About this task: When you retype the data, keep every word exactly and include none of the pictures.

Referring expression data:
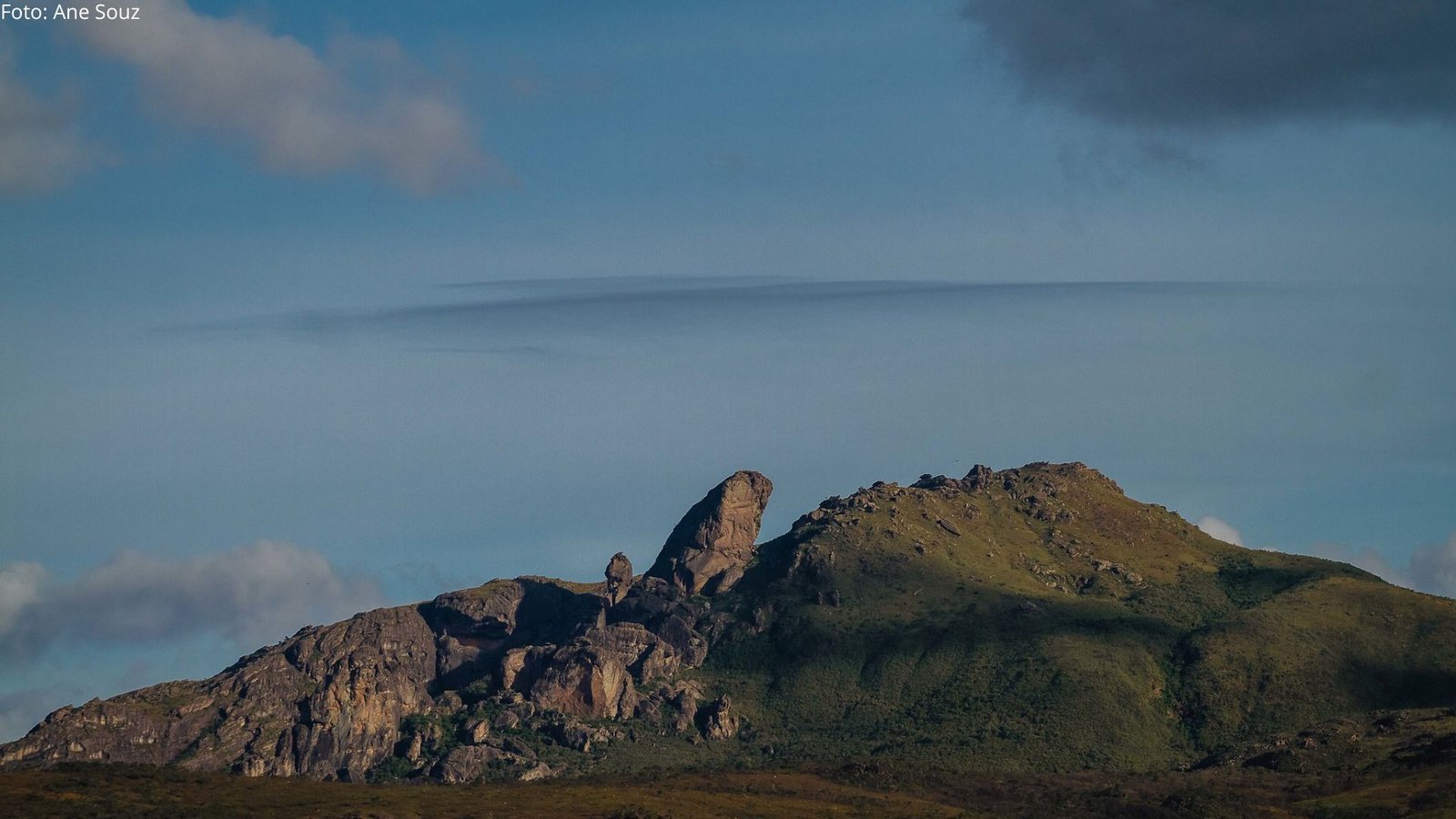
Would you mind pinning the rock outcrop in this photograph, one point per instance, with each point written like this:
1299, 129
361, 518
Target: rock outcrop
531, 676
619, 577
711, 545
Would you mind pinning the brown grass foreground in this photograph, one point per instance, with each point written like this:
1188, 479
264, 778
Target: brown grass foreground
133, 792
124, 790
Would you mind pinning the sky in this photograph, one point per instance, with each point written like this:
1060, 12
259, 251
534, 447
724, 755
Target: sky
313, 308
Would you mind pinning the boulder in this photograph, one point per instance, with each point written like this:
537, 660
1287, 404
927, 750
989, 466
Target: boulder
718, 720
468, 763
711, 545
645, 654
584, 681
619, 577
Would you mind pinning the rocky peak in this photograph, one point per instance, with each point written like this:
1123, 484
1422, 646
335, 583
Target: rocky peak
711, 545
619, 577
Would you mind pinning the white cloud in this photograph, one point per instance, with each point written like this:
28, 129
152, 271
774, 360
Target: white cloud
249, 595
19, 588
1431, 569
1219, 530
360, 106
40, 143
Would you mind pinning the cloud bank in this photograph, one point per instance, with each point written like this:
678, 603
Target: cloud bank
40, 145
249, 595
360, 106
1208, 65
1431, 569
1219, 530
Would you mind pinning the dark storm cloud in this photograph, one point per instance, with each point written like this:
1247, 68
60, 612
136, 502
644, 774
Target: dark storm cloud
1205, 65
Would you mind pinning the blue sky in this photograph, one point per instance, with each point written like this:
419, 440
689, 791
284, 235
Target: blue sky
349, 303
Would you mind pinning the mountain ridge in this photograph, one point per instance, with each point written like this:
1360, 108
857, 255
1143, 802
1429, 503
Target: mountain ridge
1031, 618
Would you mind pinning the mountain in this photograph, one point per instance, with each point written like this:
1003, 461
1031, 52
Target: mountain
1028, 620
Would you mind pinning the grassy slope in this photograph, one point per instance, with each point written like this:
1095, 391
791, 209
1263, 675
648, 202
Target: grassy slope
1005, 647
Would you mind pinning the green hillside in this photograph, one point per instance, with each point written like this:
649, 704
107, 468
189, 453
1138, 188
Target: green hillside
1043, 622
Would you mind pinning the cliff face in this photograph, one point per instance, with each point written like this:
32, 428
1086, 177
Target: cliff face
1030, 618
331, 702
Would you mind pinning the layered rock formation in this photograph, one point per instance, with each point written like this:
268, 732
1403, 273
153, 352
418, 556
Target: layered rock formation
334, 702
711, 545
1034, 617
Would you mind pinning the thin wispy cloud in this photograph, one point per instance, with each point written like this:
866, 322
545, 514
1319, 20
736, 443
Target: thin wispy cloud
650, 307
41, 146
1220, 530
1208, 66
359, 106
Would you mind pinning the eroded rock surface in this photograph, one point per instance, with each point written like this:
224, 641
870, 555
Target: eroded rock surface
711, 545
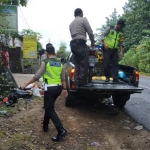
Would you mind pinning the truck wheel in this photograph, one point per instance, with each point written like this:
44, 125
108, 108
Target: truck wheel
70, 99
120, 100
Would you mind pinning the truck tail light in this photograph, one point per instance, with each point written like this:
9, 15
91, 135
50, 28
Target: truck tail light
72, 71
136, 76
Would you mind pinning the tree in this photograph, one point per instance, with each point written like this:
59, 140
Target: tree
62, 53
111, 21
139, 56
137, 14
14, 2
7, 36
28, 32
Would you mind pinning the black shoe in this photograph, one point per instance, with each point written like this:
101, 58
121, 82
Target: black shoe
45, 128
107, 79
60, 135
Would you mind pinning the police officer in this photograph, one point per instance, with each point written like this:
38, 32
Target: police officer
53, 73
78, 29
112, 39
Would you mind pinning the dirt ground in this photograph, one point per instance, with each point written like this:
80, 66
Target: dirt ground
89, 128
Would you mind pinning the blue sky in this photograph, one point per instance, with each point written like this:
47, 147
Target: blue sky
51, 18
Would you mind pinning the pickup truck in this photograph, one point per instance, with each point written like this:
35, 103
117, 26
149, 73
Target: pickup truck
97, 88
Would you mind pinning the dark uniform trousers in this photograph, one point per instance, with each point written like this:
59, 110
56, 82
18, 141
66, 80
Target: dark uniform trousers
50, 97
80, 51
111, 63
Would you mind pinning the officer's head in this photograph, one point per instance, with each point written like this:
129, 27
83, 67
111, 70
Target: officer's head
50, 50
121, 23
78, 12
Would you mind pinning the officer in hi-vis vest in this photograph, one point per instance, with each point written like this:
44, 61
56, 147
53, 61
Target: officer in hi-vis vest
112, 39
54, 77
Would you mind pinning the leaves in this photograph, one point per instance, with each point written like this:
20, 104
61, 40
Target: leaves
15, 2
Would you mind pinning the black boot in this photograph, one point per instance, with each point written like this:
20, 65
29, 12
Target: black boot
60, 135
107, 79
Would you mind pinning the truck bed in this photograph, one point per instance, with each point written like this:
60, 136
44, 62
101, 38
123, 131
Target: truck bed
110, 87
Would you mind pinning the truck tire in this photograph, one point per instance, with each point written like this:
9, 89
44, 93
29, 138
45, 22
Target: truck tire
70, 99
120, 100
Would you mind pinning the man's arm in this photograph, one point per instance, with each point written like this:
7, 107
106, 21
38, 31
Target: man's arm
37, 76
63, 80
103, 35
89, 30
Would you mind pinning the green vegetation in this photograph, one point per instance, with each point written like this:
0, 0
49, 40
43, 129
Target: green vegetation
14, 2
62, 52
137, 34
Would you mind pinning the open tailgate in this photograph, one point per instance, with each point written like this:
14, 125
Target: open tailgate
110, 87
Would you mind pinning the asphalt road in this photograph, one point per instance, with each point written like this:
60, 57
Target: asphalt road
138, 107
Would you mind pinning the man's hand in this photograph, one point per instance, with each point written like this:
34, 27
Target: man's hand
65, 93
92, 44
121, 54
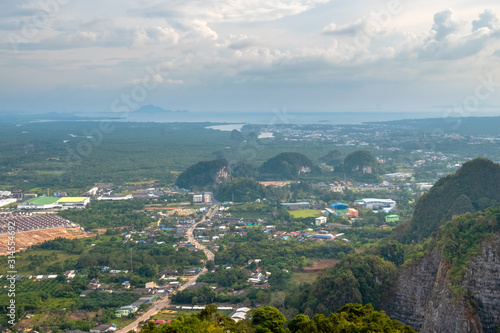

Your response:
Would you mind pinning the rock outcrop in this photograph, one point per instance, with each point written like this:
1299, 129
361, 518
Target: rock outcrop
531, 676
619, 577
711, 545
Would you mind pinning the brown grass foreground in this photograph, one point per instance, with each point written like this:
1188, 479
264, 778
Target: brown grass foreground
133, 792
124, 790
Would you mind pinning the sky in this photograph, one point per instance, with each point written like this:
1060, 12
259, 251
534, 447
724, 755
Target: sky
313, 308
Would you mind pinning the boulder in this photograph, one point per instance, with each point written like this:
537, 660
1287, 404
927, 750
989, 466
Target: boulder
718, 720
468, 763
711, 545
645, 654
584, 681
619, 577
Would you mind pinning the rocky peak in this photograph, one point per instance, with each point written like this:
1123, 484
1422, 646
335, 583
Target: rocky peak
711, 545
619, 577
Would you mind pinning the white cloud in this photograph, one point per instance, with each point written like this:
28, 129
152, 271
774, 360
Target: white cloud
249, 595
19, 588
1431, 569
1219, 530
360, 106
40, 143
Would you mind pinning the cloud bank in this photograph, one point per instance, with each point written like this:
678, 603
Target: cloud bank
40, 145
249, 595
360, 106
1208, 65
1431, 569
1219, 530
Would you mind pinning the dark storm cloud in this photograph, one point per instance, with each point written like this:
1247, 68
60, 612
136, 502
644, 774
Target: dark storm cloud
1205, 65
Would you mind pinning the blue sky in this photograph, one point per instance, with each point written like this:
419, 440
689, 791
284, 235
Target: blue sky
349, 303
Would you mind pinning the mountain ridge in this photograph, one point per instance, with each point written like this:
1360, 108
857, 255
1143, 802
1429, 503
Target: mountain ridge
1031, 618
Would you mind pinning the mountain in this photograph, one point per instance, with each point written like this:
1003, 461
1031, 52
Target: mountain
1028, 620
Would you mind pinning the grassy slope in this photograph, one point per instance, with each point written like this:
1095, 391
791, 209
1263, 675
648, 202
Target: grassy slope
1005, 647
Would you mind pinning the green hillside in this photograph, one point per instance, with each point written like this:
649, 704
107, 468
189, 453
1138, 188
Target: green hillside
1043, 622
Would you mind pinning the cliff face in this photograph, one point per instance, with each point written like this:
32, 428
1086, 177
Target: cliff face
1030, 618
331, 702
Would you mind pinning the layered rock formation in this photograph, one point per instance, with each point written like this:
268, 732
1403, 273
153, 352
418, 556
Target: layered rock formation
334, 702
711, 545
1034, 617
Would you mind pinning the thin wispy cloud in this photograph, one point per instance, with each point written like this:
866, 322
545, 514
1319, 20
736, 443
Target: thin wispy cloud
650, 307
41, 146
1220, 530
1208, 66
359, 106
Would you mind pinning the eroded rock surface in this photograph, one point per instance, with each point written like this:
224, 641
870, 555
Target: eroded rock surface
711, 545
Would you mind pinning the truck wheel in this photograph, one point per instance, with each point written like this:
44, 125
108, 108
Target: truck wheel
70, 99
120, 100
Would you mind pinning the truck tail light in this photograph, one point per instance, with each point written like this:
9, 15
91, 135
50, 28
Target: truck tail light
72, 71
136, 76
Would you mind pinning the tree in this photograph, one point per instance, with each point written like this:
59, 140
Target: tree
62, 53
111, 21
139, 56
137, 14
14, 2
7, 36
28, 32
Would you mind pinning the black shoe in this photograph, one point per instance, with each point written like this:
101, 58
121, 82
Target: black shoe
45, 128
107, 79
60, 135
Would you mind pinning the police officer in this photograph, one point per instance, with each point written like this:
38, 32
Target: police officer
53, 73
78, 29
112, 39
Would you mind pinning the dirt ground in this photograph, one point per instance, with each point written like this:
80, 66
Target: dirt ground
89, 128
Would you mind pinning the blue sky in this photograph, one point per instance, with each point written like this:
47, 147
Target: blue sky
51, 18
Would you mind pinning the pickup truck in this photograph, one point per instance, with each point written like this:
35, 103
117, 26
149, 73
Target: pickup truck
97, 88
Would you mind pinning the dark uniform trousers in this photograph, one point per instance, with each point written like this:
59, 110
56, 82
18, 141
66, 80
Target: dark uniform trousers
50, 97
80, 51
111, 63
Would you mind pinning the officer's head in this photograph, one point per instance, with each point written like this:
129, 27
83, 67
111, 70
Target: officer's head
50, 50
121, 23
78, 12
Would you mind pinning the officer in hi-vis vest in this photograph, one point per instance, with each point written like this:
44, 61
56, 147
53, 61
Target: officer in hi-vis vest
112, 39
54, 77
Would you mind pinning the leaves in this photograph, one point per instance, with each point written like this:
20, 104
61, 40
Target: leaves
15, 2
Would you mind pinning the black boot in this photograph, one point per instance, with each point written like this:
20, 65
29, 12
Target: black boot
60, 135
107, 79
Would you mind pinning the truck bed in this photograph, one point per instance, with each point written like this:
60, 136
44, 62
101, 38
123, 131
Target: truck bed
110, 87
Would you mind pinning the truck tire in this photograph, one point per instance, with each point written like this:
9, 89
44, 93
29, 138
45, 22
Target: truck tire
70, 99
120, 100
Would you mind pinning the man's arm in this photograph, one point per instance, with each point written like this:
7, 107
106, 21
38, 31
Target: man's arm
37, 76
63, 80
103, 35
89, 30
Would you mind pinning the green vegetation in this photograph, one point per instance, with each point written like this:
0, 0
49, 40
43, 129
Target: green vegetation
14, 2
62, 52
137, 34
Would you mind pinning the open tailgate in this photograph, one point per instance, with each point written like this:
14, 125
Target: open tailgate
110, 87
Would you mind pinning the asphalt road in this photograph, one point per instance, with each point written like this:
60, 57
Target: asphalt road
138, 107
Would you mind pinning the man's hand in this photograph, one point per instance, with each point written like this:
34, 27
Target: man's hand
65, 93
92, 44
121, 54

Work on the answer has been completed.